» Dataset excerpts:
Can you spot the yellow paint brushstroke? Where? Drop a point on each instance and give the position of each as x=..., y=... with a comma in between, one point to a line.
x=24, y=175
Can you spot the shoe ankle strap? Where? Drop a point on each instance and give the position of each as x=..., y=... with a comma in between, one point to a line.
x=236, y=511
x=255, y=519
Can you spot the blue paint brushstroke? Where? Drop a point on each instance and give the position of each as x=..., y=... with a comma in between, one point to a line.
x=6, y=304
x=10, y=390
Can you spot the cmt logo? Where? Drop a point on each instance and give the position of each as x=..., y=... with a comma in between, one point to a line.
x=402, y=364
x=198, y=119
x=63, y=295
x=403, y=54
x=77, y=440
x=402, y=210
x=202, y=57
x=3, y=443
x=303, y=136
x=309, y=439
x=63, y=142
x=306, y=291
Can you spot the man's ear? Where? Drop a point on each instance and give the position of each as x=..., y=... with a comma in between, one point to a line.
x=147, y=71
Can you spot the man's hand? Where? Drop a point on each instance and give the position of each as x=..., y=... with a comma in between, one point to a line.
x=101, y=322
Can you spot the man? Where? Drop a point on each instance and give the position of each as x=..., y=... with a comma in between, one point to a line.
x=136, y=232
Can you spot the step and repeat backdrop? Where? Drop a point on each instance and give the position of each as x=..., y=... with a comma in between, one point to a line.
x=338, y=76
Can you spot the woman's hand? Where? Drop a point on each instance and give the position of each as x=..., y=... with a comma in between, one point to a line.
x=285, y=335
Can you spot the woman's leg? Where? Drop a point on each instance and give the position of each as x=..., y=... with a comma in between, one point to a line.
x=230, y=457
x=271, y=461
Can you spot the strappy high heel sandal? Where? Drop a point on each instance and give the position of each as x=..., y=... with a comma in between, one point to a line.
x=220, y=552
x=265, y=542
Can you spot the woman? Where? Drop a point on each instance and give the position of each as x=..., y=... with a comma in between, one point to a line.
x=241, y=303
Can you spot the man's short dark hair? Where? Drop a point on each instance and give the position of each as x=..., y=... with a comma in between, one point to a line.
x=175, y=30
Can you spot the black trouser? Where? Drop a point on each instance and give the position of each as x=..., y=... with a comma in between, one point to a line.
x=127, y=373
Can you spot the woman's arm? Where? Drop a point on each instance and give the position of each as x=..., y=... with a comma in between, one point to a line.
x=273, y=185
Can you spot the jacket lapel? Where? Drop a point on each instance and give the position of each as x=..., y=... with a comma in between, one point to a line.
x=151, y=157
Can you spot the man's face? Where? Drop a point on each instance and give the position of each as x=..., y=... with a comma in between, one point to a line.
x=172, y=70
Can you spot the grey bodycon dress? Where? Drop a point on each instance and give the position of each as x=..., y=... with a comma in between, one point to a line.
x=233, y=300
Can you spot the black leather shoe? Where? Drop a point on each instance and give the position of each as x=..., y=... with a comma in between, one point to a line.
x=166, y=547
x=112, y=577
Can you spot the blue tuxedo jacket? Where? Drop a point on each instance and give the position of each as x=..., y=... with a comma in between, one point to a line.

» WHAT YOU NEED TO DO: An exact copy of the data, with every line intact, is the required answer.

» FINISHED TASK:
Can you spot the yellow paint brushstroke? Where? Drop a point on each instance and give the position of each as x=..., y=... with a comma in between, one point to a line.
x=24, y=175
Can you spot the shoe ankle strap? Where? Drop a point on each instance and give the position of each as x=..., y=... with a comma in between, one point to a line.
x=236, y=511
x=255, y=519
Can you spot the blue paint brushstroke? Where? Drop a point on each instance and give the position of each as x=..., y=... with a comma in between, one point to a line.
x=6, y=304
x=10, y=390
Can you spot the cmt logo? Where? Drop a point on each instance and give the position of each as x=..., y=... with a comma in between, one point to a line.
x=402, y=364
x=198, y=119
x=63, y=295
x=403, y=54
x=77, y=440
x=402, y=210
x=202, y=57
x=3, y=443
x=303, y=136
x=309, y=439
x=63, y=142
x=306, y=291
Can you spot the man's ear? Where? Drop a point on each instance and give the position of each as x=..., y=... with a comma in between, one point to a line.
x=147, y=71
Can you spot the man's hand? Where? Drop a point on each instance and give the position of each as x=..., y=... with a comma in between, one point to a line.
x=101, y=322
Can you spot the man? Where? Drop a point on each instance and give the position of each as x=..., y=... with a comma in between, one point to a line.
x=136, y=232
Can you spot the step and repeat backdrop? Where? Drop a point on each instance and give the position of each as x=..., y=... with a comma in between, one point to a line.
x=338, y=76
Can you spot the woman's hand? Where? Drop a point on each instance and give the position of each as x=..., y=... with a comma in between, one point to a line.
x=285, y=335
Can you spot the woman's leg? Where? Drop a point on each instance and give the position of each as x=..., y=... with a comma in between, one point to a line.
x=230, y=457
x=271, y=461
Can you spot the strappy high heel sandal? Where? Drop a point on each instance and give the position of each as x=..., y=... with a comma in between, one point to a line.
x=220, y=552
x=265, y=542
Can you spot the woman? Where? Drop a point on each instance and give the position of each as x=..., y=... with a comma in between, one point to a line.
x=241, y=303
Can you spot the man's short dark hair? Where? Drop a point on each instance and give the position of each as x=..., y=... with a comma in between, one point to a line.
x=175, y=30
Can you spot the black trouser? Where? Drop a point on each instance and give the position of each as x=..., y=... with a comma in between, one point to a line.
x=127, y=373
Can you spot the woman's arm? Where? Drop a point on each instance and give the position of each as x=..., y=... with a comma in between, one point to a line.
x=273, y=185
Can you spot the jacket lapel? Where? Drop a point on each instance and give the position of each as x=..., y=... with a comma in between, one point to a line.
x=151, y=157
Can you spot the man's face? Where? Drop a point on each instance and give the position of each as x=..., y=... with a comma in between, one point to a line.
x=172, y=70
Can you spot the grey bodycon dress? Where? Drop a point on each instance and give the position of each as x=..., y=... with a comma in between, one point to a line.
x=233, y=300
Can you spot the black leather shoe? Where? Drop a point on each instance and give the position of each as x=..., y=... with a comma in between, one point to a line.
x=166, y=547
x=112, y=577
Can you spot the blue tuxedo jacket? Where? Drop a point on each instance and give the position of each as x=..., y=... with a comma in between, one point to a line.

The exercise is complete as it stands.